━━━━━ Textauszug

Die Googlelisierung des Fernsehens

Was ist eigentlich das Schlechteste am Medium Fernsehen? Das Programm? Teleshopping? Werbung? Weit gefehlt! Es ist die Bedienung des Mediums durch den Nutzer. Allein schon das Wort Bedienung in seiner Vieldeutigkeit, die vom Bedienen eines Kunden oder Gastes über das Handhaben und Steuern von Geräten bis zur militärischen Einheit reicht, die ein Geschütz bedient (vgl. Duden, Deutsches Universalwörterbuch).

Die Fernbedienung (und es bleibt ja nicht bei einer, sondern schnell ist das halbe Dutzend voll) dient längst nicht mehr der Sofakartoffel, der sie den Gang zum Gerät erspart. Sie macht mit ihrer kryptischen Handhabung den Zuschauer zum Diener des Mediums. Sie gleicht einem Zugangskontrollsystem, das die Eingabe schwer zu merkender Codes erfordert, bevor sich die Tür zum erstrebten Erlebnis öffnet.

Demgegenüber haben wir Digerati uns in zehn Jahren Internet und zwanzig Jahren PC an andere Standards gewöhnt. „The truth is that we already know what good looks like“, schreibt Alan Schulman, Chief Creative Officer der Agentur Brand New World, in einem Essay, auf den uns Nico Zorn aufmerksam macht.

━━━━━━━━━━
━━━━━ Datenauszug

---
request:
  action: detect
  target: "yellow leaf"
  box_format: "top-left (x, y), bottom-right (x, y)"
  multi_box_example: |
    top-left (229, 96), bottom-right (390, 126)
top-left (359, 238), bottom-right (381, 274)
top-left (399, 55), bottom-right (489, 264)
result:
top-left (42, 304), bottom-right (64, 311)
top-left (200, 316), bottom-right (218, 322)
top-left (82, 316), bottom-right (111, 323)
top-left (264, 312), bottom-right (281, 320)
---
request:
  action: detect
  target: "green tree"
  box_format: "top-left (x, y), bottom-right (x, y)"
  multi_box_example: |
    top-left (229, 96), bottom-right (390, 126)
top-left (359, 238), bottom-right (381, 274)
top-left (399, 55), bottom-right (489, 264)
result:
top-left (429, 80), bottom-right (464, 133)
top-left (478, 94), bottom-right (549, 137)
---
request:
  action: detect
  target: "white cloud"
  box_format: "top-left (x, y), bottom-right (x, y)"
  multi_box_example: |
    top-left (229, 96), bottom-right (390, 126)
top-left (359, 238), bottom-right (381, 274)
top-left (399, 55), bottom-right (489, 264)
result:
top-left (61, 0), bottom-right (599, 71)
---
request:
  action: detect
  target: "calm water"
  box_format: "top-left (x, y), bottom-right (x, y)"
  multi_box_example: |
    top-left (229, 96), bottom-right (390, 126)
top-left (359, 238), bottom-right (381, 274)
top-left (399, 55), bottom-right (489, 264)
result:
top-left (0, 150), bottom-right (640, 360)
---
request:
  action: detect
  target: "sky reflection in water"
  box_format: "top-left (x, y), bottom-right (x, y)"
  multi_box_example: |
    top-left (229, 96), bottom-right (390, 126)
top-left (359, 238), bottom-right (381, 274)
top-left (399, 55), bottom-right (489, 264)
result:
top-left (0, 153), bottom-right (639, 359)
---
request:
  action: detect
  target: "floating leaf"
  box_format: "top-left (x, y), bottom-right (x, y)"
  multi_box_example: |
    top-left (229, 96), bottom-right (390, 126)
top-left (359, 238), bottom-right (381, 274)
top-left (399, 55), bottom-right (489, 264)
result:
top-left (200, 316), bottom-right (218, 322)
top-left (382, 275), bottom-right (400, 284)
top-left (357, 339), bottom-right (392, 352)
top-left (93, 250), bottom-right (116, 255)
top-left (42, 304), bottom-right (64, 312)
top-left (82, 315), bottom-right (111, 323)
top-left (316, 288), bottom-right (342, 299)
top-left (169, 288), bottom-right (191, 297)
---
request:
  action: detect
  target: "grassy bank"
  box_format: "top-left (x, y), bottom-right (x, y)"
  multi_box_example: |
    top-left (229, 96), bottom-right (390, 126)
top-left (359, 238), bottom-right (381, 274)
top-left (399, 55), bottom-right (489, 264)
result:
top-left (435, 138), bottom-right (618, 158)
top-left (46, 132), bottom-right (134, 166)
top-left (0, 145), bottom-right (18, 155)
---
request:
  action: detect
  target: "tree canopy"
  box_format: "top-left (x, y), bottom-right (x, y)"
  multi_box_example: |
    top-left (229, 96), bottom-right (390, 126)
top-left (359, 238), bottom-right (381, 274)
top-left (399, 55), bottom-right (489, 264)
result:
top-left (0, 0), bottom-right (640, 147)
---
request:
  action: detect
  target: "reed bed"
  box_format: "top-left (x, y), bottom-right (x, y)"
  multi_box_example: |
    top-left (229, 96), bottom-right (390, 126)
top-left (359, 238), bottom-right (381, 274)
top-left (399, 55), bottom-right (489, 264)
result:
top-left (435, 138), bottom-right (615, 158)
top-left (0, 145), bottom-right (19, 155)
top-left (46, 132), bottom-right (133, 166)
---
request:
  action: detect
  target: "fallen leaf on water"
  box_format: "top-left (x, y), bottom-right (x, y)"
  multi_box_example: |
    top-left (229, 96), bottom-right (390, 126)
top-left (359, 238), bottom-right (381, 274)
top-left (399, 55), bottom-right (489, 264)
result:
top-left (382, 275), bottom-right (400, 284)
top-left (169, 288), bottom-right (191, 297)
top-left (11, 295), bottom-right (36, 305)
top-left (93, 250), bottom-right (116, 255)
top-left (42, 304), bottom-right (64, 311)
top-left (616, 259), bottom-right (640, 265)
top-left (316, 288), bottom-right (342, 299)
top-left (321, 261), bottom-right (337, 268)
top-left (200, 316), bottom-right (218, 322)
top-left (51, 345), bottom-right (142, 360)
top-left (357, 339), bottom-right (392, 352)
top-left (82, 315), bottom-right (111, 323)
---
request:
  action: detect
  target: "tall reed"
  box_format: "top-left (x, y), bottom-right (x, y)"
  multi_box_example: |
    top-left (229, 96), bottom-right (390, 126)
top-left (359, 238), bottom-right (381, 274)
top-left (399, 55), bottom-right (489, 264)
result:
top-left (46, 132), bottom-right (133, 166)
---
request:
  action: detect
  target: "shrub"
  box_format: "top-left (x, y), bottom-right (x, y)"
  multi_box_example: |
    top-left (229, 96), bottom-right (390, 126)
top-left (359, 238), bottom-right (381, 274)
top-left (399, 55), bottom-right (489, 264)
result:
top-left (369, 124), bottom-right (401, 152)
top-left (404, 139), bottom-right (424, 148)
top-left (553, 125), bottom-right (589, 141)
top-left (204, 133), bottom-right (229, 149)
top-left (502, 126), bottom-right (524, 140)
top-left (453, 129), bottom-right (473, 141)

━━━━━━━━━━

*Aufgaben und Übungen*:
1. Welche Position hat Alan Schulman laut dem Text über die Googlelisierung des Fernsehens?
2. Schreibe aus dem Text über die Googlelisierung des Fernsehens den Abschnitt wörtlich ab, beginnend mit „Was ist eigentlich“ und weiter bis einschließlich „erstrebten Erlebnis öffnet.“.
3. Führe den Text über die Googlelisierung des Fernsehens im Anschluss an seinen letzten Satz weiter.

*Lösungen*:
1. Er ist Chief Creative Officer der Agentur Brand New World.

2.
Was ist eigentlich das Schlechteste am Medium Fernsehen? Das Programm? Teleshopping? Werbung? Weit gefehlt! Es ist die Bedienung des Mediums durch den Nutzer. Allein schon das Wort Bedienung in seiner Vieldeutigkeit, die vom Bedienen eines Kunden oder Gastes über das Handhaben und Steuern von Geräten bis zur militärischen Einheit reicht, die ein Geschütz bedient (vgl. Duden, Deutsches Universalwörterbuch).

Die Fernbedienung (und es bleibt ja nicht bei einer, sondern schnell ist das halbe Dutzend voll) dient längst nicht mehr der Sofakartoffel, der sie den Gang zum Gerät erspart. Sie macht mit ihrer kryptischen Handhabung den Zuschauer zum Diener des Mediums. Sie gleicht einem Zugangskontrollsystem, das die Eingabe schwer zu merkender Codes erfordert, bevor sich die Tür zum erstrebten Erlebnis öffnet.

3.
The creativity and elegant simplicity built into user interfaces like Google, Apple’s iPOD® and OSX, Motorola’s RAZR, Visible World’s MiTV, and TiVo’s Favorites all demonstrate best practices in making it easy for the consumer to navigate choice. So much so that we’ve come to expect that same simplicity and elegance in everything we power up. And this is why we become so easily frustrated by everything from cable and satellite remotes, to digital cameras to printers whose manufacturers just don’t get it.

All is not lost. HDTV looks great. Broadband video is generating new revenue. Reality TV is withering and scripted drama is back in a big way.

But what excites me as a creator of advertising messages is the opportunity to re-invigorate television advertising with new creative units and contextual placements– if we can just re-invent TV’s navigation.

Imagine an iTunes-like home page coming up on your television complete with everything from „most watched“ to „recommendations for you“ to „From the NBC archives.“ Then, imagine all the opportunities for advertisers to contextually match their brand attributes to your content attributes and serve appropriately.

Will we get there?

Just ask Google.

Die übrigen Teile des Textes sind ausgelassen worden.